** start of EXTRACTED RECORDS **
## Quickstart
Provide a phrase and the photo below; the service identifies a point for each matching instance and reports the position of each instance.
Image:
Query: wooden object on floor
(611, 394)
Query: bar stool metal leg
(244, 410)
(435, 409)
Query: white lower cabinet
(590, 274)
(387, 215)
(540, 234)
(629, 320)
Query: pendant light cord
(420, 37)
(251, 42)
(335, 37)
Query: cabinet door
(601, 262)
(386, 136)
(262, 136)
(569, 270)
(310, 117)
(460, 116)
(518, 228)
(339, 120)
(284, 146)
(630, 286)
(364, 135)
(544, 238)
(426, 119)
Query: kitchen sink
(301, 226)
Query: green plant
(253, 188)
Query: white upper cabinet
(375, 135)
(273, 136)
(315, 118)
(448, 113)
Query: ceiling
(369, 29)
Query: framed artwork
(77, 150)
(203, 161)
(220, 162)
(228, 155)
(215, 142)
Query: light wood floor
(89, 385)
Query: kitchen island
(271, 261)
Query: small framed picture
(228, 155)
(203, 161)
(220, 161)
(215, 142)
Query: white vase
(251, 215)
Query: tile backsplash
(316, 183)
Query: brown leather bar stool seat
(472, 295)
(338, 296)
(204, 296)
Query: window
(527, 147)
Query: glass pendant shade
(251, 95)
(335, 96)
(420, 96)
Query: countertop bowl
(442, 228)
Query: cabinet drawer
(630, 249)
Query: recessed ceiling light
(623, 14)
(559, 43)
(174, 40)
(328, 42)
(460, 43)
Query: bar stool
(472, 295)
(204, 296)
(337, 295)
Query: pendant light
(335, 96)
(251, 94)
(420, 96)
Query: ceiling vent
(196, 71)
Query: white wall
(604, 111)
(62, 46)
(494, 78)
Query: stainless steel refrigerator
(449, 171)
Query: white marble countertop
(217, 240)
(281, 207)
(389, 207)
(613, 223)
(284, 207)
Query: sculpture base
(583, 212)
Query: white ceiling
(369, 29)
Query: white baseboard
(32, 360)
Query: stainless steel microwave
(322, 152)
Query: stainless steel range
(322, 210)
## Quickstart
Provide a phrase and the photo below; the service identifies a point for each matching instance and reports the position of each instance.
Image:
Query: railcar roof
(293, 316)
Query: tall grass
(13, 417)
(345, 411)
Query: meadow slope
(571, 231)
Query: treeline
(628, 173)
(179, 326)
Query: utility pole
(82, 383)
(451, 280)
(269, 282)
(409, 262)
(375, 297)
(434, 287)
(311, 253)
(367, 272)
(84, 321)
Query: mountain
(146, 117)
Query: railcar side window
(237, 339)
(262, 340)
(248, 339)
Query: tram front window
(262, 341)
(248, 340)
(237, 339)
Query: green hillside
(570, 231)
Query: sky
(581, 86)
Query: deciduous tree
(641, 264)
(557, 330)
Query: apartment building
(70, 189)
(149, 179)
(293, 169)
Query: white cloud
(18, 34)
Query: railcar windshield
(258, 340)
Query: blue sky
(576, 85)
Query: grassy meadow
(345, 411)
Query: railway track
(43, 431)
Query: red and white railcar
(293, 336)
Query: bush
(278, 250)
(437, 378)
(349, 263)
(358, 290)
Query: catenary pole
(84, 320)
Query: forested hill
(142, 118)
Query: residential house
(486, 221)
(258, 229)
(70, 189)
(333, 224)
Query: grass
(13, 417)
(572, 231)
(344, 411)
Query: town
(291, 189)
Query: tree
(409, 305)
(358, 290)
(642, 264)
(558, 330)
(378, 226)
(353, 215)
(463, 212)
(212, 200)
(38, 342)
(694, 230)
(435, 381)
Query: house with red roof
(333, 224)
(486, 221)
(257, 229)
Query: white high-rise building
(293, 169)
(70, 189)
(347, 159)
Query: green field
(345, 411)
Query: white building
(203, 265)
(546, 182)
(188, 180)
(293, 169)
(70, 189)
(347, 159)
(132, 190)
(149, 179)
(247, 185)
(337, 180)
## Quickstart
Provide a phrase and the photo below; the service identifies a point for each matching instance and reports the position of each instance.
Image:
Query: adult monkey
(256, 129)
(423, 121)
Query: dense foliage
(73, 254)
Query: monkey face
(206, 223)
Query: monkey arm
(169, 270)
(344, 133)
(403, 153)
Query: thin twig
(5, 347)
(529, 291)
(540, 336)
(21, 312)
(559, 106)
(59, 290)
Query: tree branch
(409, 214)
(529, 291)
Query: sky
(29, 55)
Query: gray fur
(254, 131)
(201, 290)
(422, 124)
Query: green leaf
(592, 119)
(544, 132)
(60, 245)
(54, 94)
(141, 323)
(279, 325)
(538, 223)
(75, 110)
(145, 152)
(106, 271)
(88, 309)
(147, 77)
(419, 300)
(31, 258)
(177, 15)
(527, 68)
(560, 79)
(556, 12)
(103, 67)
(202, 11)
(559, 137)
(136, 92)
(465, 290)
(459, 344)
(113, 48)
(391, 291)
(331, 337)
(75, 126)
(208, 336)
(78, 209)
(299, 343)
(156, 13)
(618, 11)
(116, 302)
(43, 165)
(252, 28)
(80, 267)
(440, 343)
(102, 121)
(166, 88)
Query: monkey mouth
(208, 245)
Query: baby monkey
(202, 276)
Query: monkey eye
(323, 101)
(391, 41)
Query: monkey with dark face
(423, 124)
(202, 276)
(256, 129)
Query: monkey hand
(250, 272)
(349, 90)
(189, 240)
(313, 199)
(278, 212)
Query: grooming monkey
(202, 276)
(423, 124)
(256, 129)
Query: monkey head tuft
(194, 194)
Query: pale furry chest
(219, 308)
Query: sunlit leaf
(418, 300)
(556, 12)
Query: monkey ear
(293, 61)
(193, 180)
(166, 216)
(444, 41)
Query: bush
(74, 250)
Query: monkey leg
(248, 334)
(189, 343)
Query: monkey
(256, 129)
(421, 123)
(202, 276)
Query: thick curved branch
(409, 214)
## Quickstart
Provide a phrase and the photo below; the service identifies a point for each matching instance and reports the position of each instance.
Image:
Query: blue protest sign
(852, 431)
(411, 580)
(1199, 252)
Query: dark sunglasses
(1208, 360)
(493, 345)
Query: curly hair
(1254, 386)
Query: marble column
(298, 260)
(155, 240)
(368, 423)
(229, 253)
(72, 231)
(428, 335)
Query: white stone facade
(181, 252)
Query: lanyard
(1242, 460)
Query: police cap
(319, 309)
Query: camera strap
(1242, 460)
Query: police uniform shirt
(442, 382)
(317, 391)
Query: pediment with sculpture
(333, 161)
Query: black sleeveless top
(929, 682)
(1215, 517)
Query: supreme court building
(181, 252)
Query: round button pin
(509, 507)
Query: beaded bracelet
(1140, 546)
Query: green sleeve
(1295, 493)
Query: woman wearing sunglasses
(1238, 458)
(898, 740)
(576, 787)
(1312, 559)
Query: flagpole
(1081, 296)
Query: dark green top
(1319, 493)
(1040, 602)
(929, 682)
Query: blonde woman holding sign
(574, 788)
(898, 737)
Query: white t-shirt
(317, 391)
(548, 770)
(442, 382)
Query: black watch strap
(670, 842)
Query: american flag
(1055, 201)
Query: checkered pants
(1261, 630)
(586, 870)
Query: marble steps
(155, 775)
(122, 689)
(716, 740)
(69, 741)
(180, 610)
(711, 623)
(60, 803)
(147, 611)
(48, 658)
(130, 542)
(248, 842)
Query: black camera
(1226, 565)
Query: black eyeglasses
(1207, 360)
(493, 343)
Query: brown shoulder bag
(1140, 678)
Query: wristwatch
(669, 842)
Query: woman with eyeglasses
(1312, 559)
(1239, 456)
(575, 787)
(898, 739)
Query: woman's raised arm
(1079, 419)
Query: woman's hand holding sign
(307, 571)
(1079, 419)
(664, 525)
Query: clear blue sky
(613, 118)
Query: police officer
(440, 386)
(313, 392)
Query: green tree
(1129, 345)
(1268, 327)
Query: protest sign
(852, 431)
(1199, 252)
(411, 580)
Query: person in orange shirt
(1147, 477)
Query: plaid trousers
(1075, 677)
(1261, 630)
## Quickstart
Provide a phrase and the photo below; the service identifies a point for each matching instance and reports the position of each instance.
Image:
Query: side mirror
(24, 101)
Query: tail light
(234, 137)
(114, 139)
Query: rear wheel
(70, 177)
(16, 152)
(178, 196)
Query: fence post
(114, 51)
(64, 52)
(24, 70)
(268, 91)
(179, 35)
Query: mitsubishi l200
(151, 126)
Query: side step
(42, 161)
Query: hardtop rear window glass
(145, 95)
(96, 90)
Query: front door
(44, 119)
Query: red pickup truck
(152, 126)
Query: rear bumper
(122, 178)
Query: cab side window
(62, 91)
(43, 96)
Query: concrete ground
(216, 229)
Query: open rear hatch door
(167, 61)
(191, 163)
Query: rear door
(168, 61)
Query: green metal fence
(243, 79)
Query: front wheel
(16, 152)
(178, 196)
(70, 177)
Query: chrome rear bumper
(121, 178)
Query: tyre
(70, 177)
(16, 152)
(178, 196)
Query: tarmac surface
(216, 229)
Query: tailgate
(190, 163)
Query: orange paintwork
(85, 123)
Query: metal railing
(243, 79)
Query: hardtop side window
** end of EXTRACTED RECORDS **
- **WHAT IS NEEDED**
Return the line that contains "Query: tail light" and all lines after it, verbatim, and nothing else.

- **COMPLETE OUTPUT**
Query: tail light
(234, 137)
(114, 139)
Query: rear wheel
(70, 177)
(16, 152)
(178, 196)
Query: fence post
(114, 51)
(64, 52)
(24, 70)
(268, 91)
(179, 35)
Query: mitsubishi l200
(151, 126)
Query: side step
(42, 161)
Query: hardtop rear window glass
(145, 95)
(96, 90)
Query: front door
(44, 119)
Query: red pickup truck
(152, 126)
Query: rear bumper
(122, 178)
Query: cab side window
(62, 91)
(43, 96)
Query: concrete ground
(216, 229)
Query: open rear hatch door
(167, 61)
(191, 163)
Query: rear door
(168, 61)
Query: green metal fence
(243, 79)
Query: front wheel
(16, 152)
(178, 196)
(70, 177)
Query: chrome rear bumper
(121, 178)
Query: tyre
(70, 177)
(16, 152)
(178, 196)
Query: tarmac surface
(216, 229)
Query: tailgate
(190, 163)
Query: orange paintwork
(85, 123)
Query: metal railing
(243, 79)
Query: hardtop side window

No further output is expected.